## start

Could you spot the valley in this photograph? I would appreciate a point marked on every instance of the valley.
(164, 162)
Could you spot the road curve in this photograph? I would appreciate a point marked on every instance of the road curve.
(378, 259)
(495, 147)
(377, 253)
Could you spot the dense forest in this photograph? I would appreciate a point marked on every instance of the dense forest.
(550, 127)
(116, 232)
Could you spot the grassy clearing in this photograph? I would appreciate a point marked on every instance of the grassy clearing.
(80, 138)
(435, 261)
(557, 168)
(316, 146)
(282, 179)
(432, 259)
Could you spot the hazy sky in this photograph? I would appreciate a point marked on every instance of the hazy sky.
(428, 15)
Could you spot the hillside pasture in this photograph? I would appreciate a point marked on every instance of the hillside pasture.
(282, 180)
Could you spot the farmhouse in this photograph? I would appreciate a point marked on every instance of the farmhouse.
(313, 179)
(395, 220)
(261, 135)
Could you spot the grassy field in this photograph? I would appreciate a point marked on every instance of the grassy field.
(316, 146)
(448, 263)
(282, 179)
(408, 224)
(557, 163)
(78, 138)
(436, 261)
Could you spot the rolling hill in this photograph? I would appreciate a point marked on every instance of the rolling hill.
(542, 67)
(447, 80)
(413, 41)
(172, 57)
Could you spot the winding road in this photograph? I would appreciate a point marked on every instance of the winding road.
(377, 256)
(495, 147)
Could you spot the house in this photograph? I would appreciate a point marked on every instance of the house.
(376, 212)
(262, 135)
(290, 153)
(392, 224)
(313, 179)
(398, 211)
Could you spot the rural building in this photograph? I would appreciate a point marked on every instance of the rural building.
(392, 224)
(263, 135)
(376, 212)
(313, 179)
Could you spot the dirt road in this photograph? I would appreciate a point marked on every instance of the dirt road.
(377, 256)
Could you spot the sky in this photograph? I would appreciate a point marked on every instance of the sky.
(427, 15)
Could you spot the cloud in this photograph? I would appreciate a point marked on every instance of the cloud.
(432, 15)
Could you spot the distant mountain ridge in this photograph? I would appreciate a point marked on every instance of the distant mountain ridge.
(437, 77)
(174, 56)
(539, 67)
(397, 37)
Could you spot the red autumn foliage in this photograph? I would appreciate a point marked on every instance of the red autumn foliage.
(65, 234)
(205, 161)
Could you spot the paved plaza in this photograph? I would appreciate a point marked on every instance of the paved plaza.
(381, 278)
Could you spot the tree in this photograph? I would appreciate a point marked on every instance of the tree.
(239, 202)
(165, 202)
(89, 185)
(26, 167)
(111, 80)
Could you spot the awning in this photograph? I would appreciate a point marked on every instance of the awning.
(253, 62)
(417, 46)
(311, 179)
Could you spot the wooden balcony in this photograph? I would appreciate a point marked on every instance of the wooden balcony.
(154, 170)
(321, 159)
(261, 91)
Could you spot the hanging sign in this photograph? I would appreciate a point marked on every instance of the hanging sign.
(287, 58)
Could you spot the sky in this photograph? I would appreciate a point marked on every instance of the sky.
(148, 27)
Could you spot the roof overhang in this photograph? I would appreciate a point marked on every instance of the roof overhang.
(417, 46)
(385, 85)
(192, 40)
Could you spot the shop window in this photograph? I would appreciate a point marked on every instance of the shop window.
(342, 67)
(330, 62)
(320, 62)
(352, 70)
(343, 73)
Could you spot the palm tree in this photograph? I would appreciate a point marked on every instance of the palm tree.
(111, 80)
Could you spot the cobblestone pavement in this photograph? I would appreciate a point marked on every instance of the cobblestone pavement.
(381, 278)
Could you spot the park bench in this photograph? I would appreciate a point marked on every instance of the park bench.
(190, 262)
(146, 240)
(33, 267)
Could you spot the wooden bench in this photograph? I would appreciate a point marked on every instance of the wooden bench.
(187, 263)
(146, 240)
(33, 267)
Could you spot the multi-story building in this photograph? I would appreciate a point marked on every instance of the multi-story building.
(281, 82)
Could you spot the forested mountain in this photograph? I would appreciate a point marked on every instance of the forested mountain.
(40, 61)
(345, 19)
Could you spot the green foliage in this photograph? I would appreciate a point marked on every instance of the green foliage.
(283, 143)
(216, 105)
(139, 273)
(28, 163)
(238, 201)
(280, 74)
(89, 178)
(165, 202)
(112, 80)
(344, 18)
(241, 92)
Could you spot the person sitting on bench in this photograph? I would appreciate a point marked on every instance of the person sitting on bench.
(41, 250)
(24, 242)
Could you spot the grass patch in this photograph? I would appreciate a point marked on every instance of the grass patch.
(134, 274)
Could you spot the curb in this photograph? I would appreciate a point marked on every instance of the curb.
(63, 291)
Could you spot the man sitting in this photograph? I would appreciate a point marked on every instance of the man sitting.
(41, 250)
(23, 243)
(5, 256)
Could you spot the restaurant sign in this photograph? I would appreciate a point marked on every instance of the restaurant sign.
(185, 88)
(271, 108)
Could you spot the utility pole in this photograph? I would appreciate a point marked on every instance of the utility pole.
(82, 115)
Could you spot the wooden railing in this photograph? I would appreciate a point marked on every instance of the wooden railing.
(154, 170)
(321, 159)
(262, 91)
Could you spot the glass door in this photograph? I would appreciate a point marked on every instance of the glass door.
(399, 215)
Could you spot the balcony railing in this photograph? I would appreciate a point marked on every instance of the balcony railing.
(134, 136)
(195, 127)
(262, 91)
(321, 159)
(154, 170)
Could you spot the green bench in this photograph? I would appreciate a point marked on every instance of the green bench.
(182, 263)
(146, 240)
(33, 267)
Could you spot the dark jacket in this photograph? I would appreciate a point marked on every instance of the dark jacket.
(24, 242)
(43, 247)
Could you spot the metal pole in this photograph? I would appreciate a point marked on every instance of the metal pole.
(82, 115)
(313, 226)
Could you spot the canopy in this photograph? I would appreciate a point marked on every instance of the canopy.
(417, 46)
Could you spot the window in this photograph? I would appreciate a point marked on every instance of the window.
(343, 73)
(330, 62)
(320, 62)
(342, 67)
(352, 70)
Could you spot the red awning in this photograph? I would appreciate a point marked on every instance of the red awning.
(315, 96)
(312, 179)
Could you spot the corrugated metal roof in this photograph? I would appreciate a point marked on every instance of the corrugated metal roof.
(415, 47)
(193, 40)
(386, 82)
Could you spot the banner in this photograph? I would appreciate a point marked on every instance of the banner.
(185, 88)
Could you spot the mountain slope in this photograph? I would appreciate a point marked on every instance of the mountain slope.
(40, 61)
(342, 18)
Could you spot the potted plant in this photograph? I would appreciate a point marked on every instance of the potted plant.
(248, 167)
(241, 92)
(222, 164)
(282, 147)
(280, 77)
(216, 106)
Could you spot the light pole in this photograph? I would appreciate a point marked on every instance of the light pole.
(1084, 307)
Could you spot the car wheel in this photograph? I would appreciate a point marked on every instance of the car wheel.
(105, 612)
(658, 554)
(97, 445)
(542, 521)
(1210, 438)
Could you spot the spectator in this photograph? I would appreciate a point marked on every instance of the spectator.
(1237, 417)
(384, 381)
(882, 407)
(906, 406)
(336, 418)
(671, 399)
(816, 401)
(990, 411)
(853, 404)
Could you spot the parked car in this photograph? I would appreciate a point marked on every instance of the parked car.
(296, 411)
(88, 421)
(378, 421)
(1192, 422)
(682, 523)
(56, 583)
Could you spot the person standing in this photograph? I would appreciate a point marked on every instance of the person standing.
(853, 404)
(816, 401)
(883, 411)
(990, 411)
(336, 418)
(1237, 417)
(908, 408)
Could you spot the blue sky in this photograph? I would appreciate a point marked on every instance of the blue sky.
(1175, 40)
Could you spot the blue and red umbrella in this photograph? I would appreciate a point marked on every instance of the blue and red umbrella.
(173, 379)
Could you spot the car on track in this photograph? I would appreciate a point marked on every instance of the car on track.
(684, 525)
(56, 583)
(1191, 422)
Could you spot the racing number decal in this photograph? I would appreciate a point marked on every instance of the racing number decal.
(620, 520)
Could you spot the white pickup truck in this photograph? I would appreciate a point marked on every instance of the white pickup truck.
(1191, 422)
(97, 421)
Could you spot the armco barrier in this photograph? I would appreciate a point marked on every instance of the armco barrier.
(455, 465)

## end

• **Your instructions**:
Everything from the line containing "Could you spot the person standing" to the last line of the entries above should be quoted exactly, and only that.

• **Result of the task**:
Could you spot the person standing in this photograph? I would appreciate a point marked on every instance of the person standing.
(853, 404)
(816, 401)
(883, 411)
(990, 411)
(336, 418)
(1237, 417)
(908, 408)
Could you spot the blue sky in this photograph? I would appreciate a point marked on every instance of the blue sky.
(1175, 40)
Could you spot the blue and red umbrella in this photograph? I would appreciate a point marked on every instance of the blue and red umbrella.
(173, 379)
Could you spot the car on track in this photograph? I would appreciate a point marked on every instance of the car on track.
(684, 525)
(56, 583)
(1191, 422)
Could you spot the racing number decal in this photograph? I would appreciate a point marked on every instance of the racing number decal.
(620, 520)
Could you spot the white pickup truck in this photograph? I would appreciate a point marked on every instance of the white pickup truck.
(1191, 422)
(97, 421)
Could you spot the armco barrier in this photograph? I would appreciate a point marked on every instance of the armco barrier.
(455, 465)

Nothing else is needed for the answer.